Texto de estudio -
◆ ◆ ◆

De hecho, López de Nava fue electo diputado federal por Jalisco en 1845, en la víspera de la Guerra con EUA. Iniciadas las hostilidades, López de Nava seguía en la capital federal y vendió su firma para el expedir la Ley sobre bienes de manos muertas que expidió Gómez Farías –por segunda ocasión al frente de la Administración Federal. Otra vez, los afanes reformistas de Gómez Farías quedaron en nada. Cuando López de Nava regresó a Guadalajara escribió una retractación pública para demostrar su lealtad a la Iglesia conservadora (pues el obispo amenazaba con quitarle su curato en Colotlán). Ese era el hombre que golpeaba ciudadanos en Santa María de los Ángeles en 1857.
Sayula está en el centro de Jalisco, a medio camino entre Guadalajara y Colima. Santa María está en la región norte y hace frontera con Zacatecas. Los curas denunciados en ambas regiones nos muestran un patrón: miembros de una élite cuyo interés esencial es mantener sus privilegios económicos y sociales. Si para lograrlo deben humillar o agredir a sus feligreses, no les importa. Se justificarán señalando que defienden el orden institucional. Pero esos actos destruyeron la legitimidad de ese orden. Ya vemos por qué se desataron las furias sociales en la Guerra de Reforma.
Escogí casi al azar dos citas del libro de Fowler. En los dos expedientes encontré una multitud de datos extras. ¡Qué dolor debe causar a los historiadores no poder usar todo el material disponible! Pero también para esto sirve el aparato crítico: para que las y los ciudadanos comunes continuemos la lectura y reflexionemos más profundamente.
La semana que viene regresaré a las víctimas de los curas de Sayula y Colotlán, porque si estos son el retrato concreto del Viejo Régimen, aquéllas son el anuncio del Nuevo Régimen liberal que estaba naciendo en 1857.
(Agradezco a Claudia Mendiola Camacho su apoyo en esta primera expedición archivística.)

◆ ◆ ◆

Datos registrados -
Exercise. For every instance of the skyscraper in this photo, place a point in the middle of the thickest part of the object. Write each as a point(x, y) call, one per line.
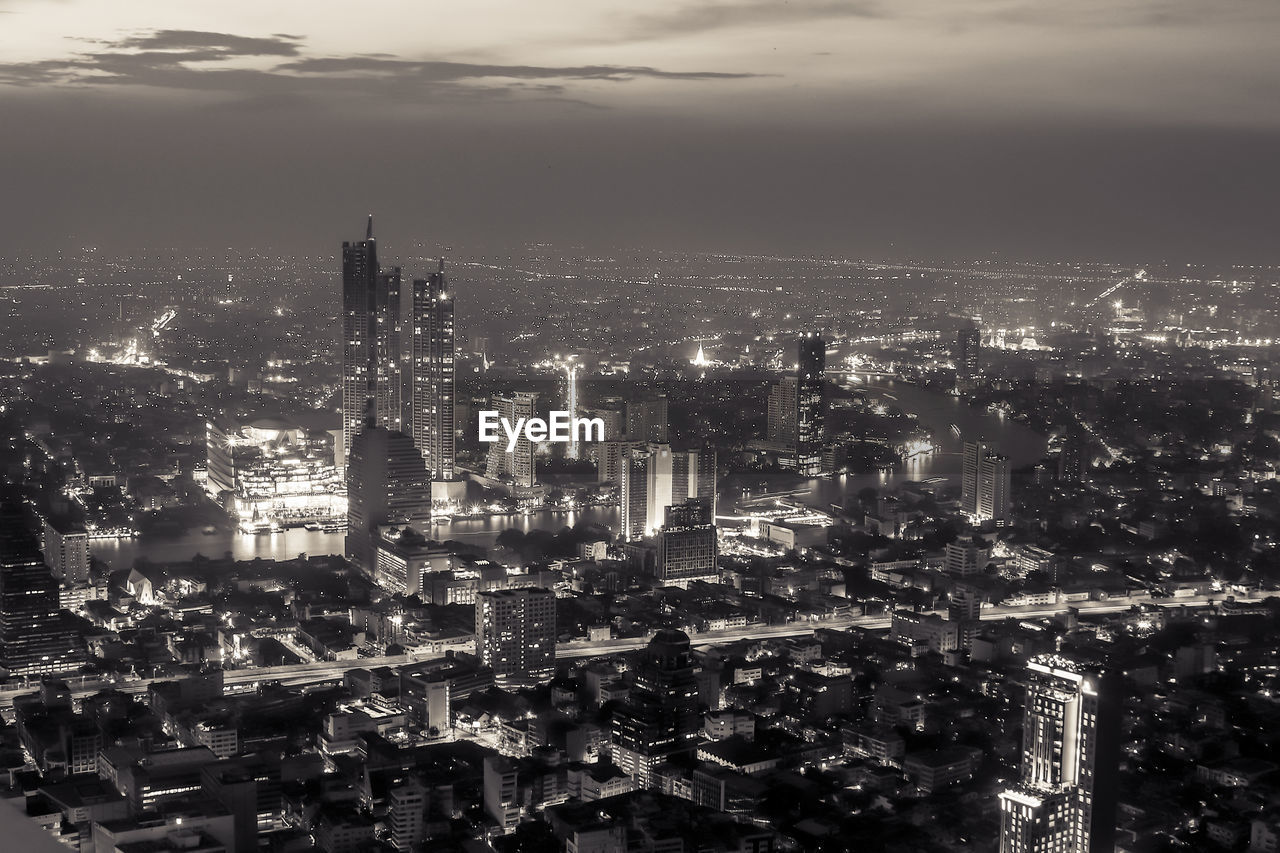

◆ ◆ ◆

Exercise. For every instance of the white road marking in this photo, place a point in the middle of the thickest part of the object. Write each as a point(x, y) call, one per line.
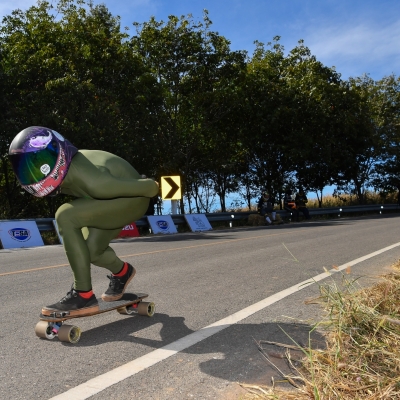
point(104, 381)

◆ ◆ ◆

Consigna de trabajo 1 - Transcriba el fragmento del texto de estudio que comienza con las palabras "La semana que" y termina con "naciendo en 1857.", cambiando "La semana que viene" por "El mes próximo".
Consigna de trabajo 2 - Según el texto de estudio, ¿por qué estado fue electo diputado federal López de Nava en 1845?

Respuesta escrita 1 -
El mes próximo regresaré a las víctimas de los curas de Sayula y Colotlán, porque si estos son el retrato concreto del Viejo Régimen, aquéllas son el anuncio del Nuevo Régimen liberal que estaba naciendo en 1857.

Respuesta escrita 2 - Por Jalisco.